[MATERIAL FOR THIS EXERCISE]:
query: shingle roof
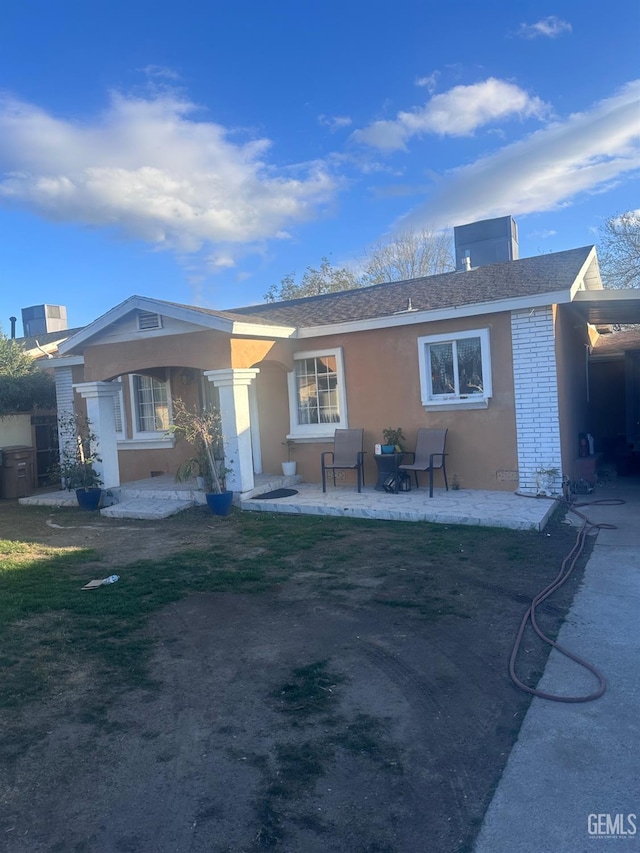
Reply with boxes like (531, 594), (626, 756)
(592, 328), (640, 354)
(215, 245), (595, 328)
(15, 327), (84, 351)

[WHAT TO PRODUCE]: Without including any picture, print every record exactly as written above.

[REPLY TO THE EXERCISE]:
query: shingle roof
Reply with boxes like (531, 594), (626, 756)
(592, 328), (640, 354)
(215, 245), (595, 328)
(15, 327), (84, 351)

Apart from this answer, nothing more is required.